DIRECTIONS – The data follows. Retype every entry exactly.
++++ RECORDS FOR THE EXERCISE ++++
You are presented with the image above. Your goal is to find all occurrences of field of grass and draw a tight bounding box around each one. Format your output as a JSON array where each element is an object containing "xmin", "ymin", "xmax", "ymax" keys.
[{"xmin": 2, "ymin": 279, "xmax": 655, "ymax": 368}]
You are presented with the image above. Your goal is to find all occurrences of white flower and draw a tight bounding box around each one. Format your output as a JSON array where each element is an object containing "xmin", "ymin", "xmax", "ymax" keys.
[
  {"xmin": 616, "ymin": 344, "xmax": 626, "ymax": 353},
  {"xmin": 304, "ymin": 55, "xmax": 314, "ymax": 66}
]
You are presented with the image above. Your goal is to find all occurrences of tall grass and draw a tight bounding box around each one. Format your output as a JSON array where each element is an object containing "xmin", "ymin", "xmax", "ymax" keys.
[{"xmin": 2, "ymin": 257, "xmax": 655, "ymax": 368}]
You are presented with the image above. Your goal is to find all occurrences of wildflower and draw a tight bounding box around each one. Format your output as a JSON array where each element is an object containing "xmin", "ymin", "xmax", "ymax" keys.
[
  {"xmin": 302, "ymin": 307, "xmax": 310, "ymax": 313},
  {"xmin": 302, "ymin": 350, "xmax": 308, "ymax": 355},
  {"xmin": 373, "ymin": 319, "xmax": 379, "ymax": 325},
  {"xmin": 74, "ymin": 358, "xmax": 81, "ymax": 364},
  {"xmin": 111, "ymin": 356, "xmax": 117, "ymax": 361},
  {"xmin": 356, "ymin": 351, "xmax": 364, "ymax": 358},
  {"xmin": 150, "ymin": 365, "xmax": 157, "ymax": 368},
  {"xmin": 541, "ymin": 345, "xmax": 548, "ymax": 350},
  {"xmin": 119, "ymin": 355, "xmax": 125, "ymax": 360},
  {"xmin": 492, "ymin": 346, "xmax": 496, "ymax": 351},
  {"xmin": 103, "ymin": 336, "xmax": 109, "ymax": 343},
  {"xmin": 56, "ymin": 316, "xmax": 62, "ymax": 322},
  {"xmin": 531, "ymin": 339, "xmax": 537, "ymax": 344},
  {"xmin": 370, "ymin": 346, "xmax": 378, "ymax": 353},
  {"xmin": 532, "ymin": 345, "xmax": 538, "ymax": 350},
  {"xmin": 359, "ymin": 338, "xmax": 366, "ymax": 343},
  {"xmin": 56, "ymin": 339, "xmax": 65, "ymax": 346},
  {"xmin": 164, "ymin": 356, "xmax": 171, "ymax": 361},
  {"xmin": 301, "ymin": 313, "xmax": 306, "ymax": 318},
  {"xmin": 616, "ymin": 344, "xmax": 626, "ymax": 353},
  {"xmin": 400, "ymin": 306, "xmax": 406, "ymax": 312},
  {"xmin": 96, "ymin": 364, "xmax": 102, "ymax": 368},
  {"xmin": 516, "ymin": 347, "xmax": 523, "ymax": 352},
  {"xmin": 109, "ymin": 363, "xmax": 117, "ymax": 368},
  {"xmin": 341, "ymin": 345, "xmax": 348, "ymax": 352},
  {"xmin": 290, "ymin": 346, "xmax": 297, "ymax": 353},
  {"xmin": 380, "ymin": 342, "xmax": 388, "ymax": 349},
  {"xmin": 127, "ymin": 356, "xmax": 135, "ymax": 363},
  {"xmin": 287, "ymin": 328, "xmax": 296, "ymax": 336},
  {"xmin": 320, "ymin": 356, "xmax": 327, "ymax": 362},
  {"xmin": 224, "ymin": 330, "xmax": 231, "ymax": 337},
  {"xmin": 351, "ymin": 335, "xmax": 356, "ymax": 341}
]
++++
ANSWER SPACE –
You are presented with the image above. Your goal is to find all occurrences of field of grass and draw a tight bounding box around each one. Format your output as a JSON array where each element is an object containing "xmin", "ymin", "xmax", "ymax" keys.
[{"xmin": 2, "ymin": 279, "xmax": 655, "ymax": 368}]
You are presented with the image above. Your goal is to find all occurrences of white flower and draw a tight bounding box around each one. Format your output as a JSON array where each element is an object containing "xmin", "ymin", "xmax", "ymax" keys.
[
  {"xmin": 616, "ymin": 344, "xmax": 626, "ymax": 353},
  {"xmin": 304, "ymin": 55, "xmax": 314, "ymax": 66}
]
You are presented with the image above. Your goal is to find all occurrences of tall grass and draw a tight bounding box around each one. Format your output as a JSON array where each element is an object containing "xmin", "ymin", "xmax", "ymax" keys.
[{"xmin": 2, "ymin": 257, "xmax": 655, "ymax": 368}]
You are presented with the image above. Your goal is to find all occurrences of wildflower and draw a tight bounding box around each one. Format your output as a JSON array where each element is an object containing "xmin", "ymin", "xmax", "ymax" keys.
[
  {"xmin": 302, "ymin": 307, "xmax": 310, "ymax": 313},
  {"xmin": 302, "ymin": 350, "xmax": 308, "ymax": 355},
  {"xmin": 373, "ymin": 319, "xmax": 379, "ymax": 325},
  {"xmin": 74, "ymin": 358, "xmax": 81, "ymax": 364},
  {"xmin": 111, "ymin": 356, "xmax": 117, "ymax": 361},
  {"xmin": 356, "ymin": 351, "xmax": 364, "ymax": 358},
  {"xmin": 150, "ymin": 365, "xmax": 157, "ymax": 368},
  {"xmin": 541, "ymin": 345, "xmax": 548, "ymax": 350},
  {"xmin": 119, "ymin": 355, "xmax": 125, "ymax": 360},
  {"xmin": 492, "ymin": 346, "xmax": 496, "ymax": 351},
  {"xmin": 103, "ymin": 336, "xmax": 109, "ymax": 343},
  {"xmin": 56, "ymin": 316, "xmax": 62, "ymax": 322},
  {"xmin": 531, "ymin": 339, "xmax": 537, "ymax": 344},
  {"xmin": 370, "ymin": 346, "xmax": 378, "ymax": 353},
  {"xmin": 532, "ymin": 345, "xmax": 538, "ymax": 350},
  {"xmin": 359, "ymin": 338, "xmax": 366, "ymax": 343},
  {"xmin": 56, "ymin": 339, "xmax": 65, "ymax": 346},
  {"xmin": 164, "ymin": 356, "xmax": 171, "ymax": 361},
  {"xmin": 301, "ymin": 313, "xmax": 306, "ymax": 318},
  {"xmin": 616, "ymin": 344, "xmax": 626, "ymax": 353},
  {"xmin": 400, "ymin": 306, "xmax": 406, "ymax": 312},
  {"xmin": 96, "ymin": 364, "xmax": 102, "ymax": 368},
  {"xmin": 516, "ymin": 347, "xmax": 523, "ymax": 352},
  {"xmin": 109, "ymin": 363, "xmax": 117, "ymax": 368},
  {"xmin": 341, "ymin": 345, "xmax": 348, "ymax": 352},
  {"xmin": 290, "ymin": 346, "xmax": 297, "ymax": 353},
  {"xmin": 380, "ymin": 342, "xmax": 388, "ymax": 349},
  {"xmin": 127, "ymin": 356, "xmax": 135, "ymax": 363},
  {"xmin": 287, "ymin": 328, "xmax": 296, "ymax": 336},
  {"xmin": 320, "ymin": 356, "xmax": 327, "ymax": 362},
  {"xmin": 224, "ymin": 330, "xmax": 231, "ymax": 337},
  {"xmin": 351, "ymin": 335, "xmax": 356, "ymax": 341}
]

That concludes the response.